• Dataset rows on where objects are located:
========================================================================
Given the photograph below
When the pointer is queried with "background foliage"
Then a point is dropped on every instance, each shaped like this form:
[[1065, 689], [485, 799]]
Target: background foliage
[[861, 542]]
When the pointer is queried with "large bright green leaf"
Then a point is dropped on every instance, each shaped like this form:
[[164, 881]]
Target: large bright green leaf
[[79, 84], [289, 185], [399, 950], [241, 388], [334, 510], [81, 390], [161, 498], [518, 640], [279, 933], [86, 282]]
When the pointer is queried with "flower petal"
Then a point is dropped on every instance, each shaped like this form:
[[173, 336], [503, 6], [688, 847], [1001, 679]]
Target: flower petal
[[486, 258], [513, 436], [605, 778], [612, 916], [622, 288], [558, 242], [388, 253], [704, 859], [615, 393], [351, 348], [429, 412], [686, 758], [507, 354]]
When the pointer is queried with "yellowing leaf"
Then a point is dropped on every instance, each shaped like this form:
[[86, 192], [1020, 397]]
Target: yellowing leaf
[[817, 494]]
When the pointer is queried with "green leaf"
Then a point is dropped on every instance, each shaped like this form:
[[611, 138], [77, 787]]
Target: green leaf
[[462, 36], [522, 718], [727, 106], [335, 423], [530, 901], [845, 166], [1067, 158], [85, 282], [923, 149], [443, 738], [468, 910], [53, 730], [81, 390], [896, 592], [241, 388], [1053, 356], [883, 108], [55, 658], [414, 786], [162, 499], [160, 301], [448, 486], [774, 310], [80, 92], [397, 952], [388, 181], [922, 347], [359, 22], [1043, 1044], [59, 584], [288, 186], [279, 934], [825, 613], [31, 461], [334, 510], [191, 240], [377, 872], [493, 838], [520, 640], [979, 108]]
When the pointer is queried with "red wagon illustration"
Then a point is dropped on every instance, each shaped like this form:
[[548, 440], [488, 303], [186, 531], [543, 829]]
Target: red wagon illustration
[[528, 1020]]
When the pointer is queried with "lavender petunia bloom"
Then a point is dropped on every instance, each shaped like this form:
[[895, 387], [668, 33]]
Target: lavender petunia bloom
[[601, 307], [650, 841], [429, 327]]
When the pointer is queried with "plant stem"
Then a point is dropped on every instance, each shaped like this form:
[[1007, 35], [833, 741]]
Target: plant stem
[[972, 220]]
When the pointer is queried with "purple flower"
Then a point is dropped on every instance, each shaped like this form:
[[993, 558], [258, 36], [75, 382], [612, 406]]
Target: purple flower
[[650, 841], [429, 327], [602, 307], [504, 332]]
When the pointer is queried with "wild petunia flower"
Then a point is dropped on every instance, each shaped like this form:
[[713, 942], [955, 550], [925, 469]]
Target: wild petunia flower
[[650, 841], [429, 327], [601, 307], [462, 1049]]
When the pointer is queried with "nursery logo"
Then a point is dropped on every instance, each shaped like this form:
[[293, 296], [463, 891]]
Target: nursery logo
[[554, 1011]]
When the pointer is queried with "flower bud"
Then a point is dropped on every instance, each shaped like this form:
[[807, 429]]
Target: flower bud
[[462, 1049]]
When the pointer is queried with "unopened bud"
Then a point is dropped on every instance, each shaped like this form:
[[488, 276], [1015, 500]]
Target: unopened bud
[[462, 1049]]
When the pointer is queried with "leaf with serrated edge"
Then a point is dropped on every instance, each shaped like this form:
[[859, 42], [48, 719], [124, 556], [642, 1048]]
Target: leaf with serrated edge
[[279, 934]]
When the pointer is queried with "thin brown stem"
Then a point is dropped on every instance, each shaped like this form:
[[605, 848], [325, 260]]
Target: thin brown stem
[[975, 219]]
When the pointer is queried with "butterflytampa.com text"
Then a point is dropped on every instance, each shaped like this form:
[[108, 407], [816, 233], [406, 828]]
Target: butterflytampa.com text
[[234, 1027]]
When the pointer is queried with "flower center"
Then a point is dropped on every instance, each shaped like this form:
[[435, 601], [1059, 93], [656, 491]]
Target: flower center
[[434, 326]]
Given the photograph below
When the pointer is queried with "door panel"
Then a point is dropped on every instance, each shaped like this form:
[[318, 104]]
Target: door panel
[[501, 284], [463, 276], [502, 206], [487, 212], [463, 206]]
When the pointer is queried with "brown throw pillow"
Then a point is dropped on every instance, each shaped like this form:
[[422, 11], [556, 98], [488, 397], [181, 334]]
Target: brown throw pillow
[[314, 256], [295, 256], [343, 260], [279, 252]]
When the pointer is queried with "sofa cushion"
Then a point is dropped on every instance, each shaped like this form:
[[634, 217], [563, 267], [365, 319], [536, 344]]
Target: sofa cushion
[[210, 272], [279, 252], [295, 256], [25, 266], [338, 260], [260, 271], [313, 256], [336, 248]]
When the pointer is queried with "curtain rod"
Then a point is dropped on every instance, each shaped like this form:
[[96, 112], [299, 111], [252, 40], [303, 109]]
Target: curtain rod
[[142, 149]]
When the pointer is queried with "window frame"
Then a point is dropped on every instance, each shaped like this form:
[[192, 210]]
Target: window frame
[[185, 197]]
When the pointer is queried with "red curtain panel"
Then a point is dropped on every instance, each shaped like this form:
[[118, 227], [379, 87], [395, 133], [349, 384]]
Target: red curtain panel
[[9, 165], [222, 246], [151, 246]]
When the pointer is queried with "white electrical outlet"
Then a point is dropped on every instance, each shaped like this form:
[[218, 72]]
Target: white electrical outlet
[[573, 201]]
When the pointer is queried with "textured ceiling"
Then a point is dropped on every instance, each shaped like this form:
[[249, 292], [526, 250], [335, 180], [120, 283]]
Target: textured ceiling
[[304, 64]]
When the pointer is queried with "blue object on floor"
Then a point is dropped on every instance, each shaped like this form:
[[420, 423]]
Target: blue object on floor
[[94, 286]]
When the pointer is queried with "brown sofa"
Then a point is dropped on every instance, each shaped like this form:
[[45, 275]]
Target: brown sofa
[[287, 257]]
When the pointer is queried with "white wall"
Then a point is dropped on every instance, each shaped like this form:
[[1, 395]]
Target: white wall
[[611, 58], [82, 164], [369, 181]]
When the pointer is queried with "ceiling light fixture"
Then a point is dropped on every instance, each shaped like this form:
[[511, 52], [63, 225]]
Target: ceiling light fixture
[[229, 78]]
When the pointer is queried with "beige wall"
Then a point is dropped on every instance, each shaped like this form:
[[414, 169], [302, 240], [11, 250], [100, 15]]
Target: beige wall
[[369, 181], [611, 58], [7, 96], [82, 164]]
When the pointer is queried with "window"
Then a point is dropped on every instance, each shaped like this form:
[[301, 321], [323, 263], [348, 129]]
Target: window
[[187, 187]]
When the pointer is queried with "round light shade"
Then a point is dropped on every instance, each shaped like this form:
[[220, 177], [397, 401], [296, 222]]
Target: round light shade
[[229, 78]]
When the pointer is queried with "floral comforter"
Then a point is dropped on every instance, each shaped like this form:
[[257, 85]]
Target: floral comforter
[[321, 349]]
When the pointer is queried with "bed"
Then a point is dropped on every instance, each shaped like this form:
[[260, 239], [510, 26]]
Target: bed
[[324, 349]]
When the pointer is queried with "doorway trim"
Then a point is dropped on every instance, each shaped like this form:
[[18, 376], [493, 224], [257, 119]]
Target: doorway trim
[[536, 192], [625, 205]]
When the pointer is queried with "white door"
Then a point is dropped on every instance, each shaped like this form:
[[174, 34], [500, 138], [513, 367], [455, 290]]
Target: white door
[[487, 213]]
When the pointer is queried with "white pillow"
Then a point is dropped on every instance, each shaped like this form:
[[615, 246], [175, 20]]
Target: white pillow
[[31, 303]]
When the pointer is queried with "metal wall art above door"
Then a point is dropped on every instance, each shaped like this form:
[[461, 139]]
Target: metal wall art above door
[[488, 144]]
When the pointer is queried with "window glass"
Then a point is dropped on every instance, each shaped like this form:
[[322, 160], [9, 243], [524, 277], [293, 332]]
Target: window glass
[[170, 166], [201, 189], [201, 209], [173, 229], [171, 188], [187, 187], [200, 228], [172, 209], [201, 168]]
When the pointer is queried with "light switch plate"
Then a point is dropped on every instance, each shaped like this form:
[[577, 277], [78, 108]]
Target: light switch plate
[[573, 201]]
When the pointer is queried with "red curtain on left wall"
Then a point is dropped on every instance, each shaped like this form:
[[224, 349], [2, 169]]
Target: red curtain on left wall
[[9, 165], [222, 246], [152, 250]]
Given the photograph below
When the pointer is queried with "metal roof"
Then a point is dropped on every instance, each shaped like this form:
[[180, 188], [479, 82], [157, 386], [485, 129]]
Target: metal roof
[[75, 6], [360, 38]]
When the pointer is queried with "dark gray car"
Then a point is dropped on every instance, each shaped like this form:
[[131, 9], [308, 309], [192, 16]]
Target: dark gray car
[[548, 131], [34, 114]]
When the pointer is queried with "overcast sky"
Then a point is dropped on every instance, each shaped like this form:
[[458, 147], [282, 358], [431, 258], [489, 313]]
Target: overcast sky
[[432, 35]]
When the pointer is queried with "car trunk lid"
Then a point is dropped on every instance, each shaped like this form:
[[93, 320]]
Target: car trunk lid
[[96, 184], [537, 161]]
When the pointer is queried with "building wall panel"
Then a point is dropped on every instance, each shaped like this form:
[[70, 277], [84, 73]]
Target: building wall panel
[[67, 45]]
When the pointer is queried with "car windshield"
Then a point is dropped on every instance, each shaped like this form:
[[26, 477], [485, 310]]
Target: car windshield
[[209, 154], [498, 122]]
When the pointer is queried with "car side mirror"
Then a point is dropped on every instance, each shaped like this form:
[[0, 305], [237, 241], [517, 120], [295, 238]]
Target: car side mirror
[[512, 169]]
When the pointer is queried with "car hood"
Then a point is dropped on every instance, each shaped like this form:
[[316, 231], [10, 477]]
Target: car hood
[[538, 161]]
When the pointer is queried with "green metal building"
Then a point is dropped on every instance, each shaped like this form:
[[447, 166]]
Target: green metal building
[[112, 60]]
========================================================================
• WHAT YOU NEED TO DO: Reproduce the entries verbatim, starting at their first line and ending at the line that contains "[[817, 494]]", with both ends included.

• COMPLETE RESPONSE:
Given the photograph below
When the pointer is queried with "background foliage"
Then a point is dropped on every instance, each shaped like this form:
[[1065, 689], [485, 799]]
Target: background foliage
[[861, 542]]
When the pointer is queried with "large bright green leaf"
Then a point is dropped on every instance, each shaped like this form:
[[164, 881]]
Target: large bright green leaf
[[79, 84], [289, 185], [399, 950], [241, 388], [334, 510], [81, 390], [161, 498], [518, 640], [279, 933], [86, 282]]
When the pointer is queried with "flower petal"
Then a point is dropped on every instance, each shaped like this form:
[[173, 336], [503, 6], [688, 847], [1001, 679]]
Target: flower petal
[[486, 258], [513, 436], [605, 778], [612, 916], [622, 288], [558, 242], [388, 253], [704, 859], [615, 393], [351, 348], [429, 412], [686, 758], [507, 354]]
When the pointer is queried with "yellowing leaf"
Then a point is dropped on every instance, each shaped like this form:
[[86, 192], [1020, 397]]
Target: yellowing leaf
[[817, 494]]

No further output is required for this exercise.